::: Recorded data

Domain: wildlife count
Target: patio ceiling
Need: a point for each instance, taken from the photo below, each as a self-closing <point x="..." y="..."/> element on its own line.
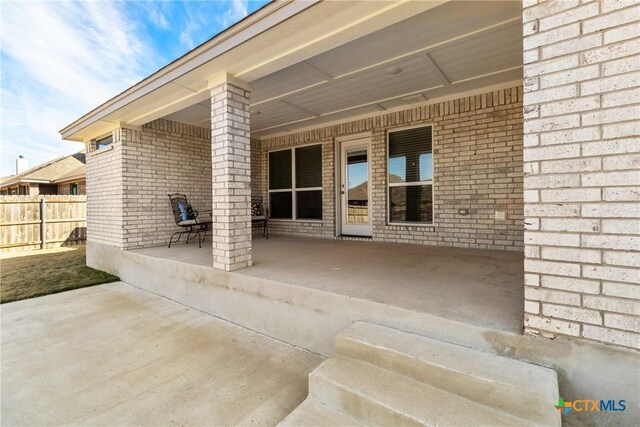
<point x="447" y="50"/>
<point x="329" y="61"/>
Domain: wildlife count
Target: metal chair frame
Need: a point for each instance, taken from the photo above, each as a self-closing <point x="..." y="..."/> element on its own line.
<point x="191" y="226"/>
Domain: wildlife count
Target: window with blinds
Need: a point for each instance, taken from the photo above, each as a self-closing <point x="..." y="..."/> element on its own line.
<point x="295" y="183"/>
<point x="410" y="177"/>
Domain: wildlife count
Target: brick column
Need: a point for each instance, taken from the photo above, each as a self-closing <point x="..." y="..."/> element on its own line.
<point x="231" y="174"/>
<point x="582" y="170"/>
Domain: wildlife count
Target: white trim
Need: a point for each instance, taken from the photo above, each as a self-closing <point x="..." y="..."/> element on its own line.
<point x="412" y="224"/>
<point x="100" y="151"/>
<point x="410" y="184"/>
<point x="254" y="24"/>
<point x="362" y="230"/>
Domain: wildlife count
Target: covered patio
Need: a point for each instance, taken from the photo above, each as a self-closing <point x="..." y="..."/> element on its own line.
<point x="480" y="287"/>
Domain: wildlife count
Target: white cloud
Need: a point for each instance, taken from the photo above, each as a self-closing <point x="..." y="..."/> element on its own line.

::::::

Problem requirements:
Quote the records above exactly, from the first line through the line containing "Target: white trim", and leave out the pictures.

Problem solution:
Domain: wildlife count
Target: patio ceiling
Need: a point for each instance, taken from the photo below, each as a self-closing <point x="..." y="..."/> element on its own line.
<point x="447" y="50"/>
<point x="329" y="61"/>
Domain: wildlife count
Target: metal chair frame
Need: a point for each instance, taken from the photo above, each as a self-closing <point x="..." y="..."/> element on its own line.
<point x="191" y="226"/>
Domain: wildlife count
Target: window with blinds
Need: a point for each instance, taken from the photo above, each as a self-closing <point x="..." y="..."/> element on its own line.
<point x="295" y="183"/>
<point x="410" y="177"/>
Domain: wildlife count
Target: brick column
Need: a point for each instance, taken from the photo above, each as a self-closing <point x="..." y="..."/> element on its own line.
<point x="231" y="174"/>
<point x="582" y="170"/>
Domain: wildlife count
Target: white trim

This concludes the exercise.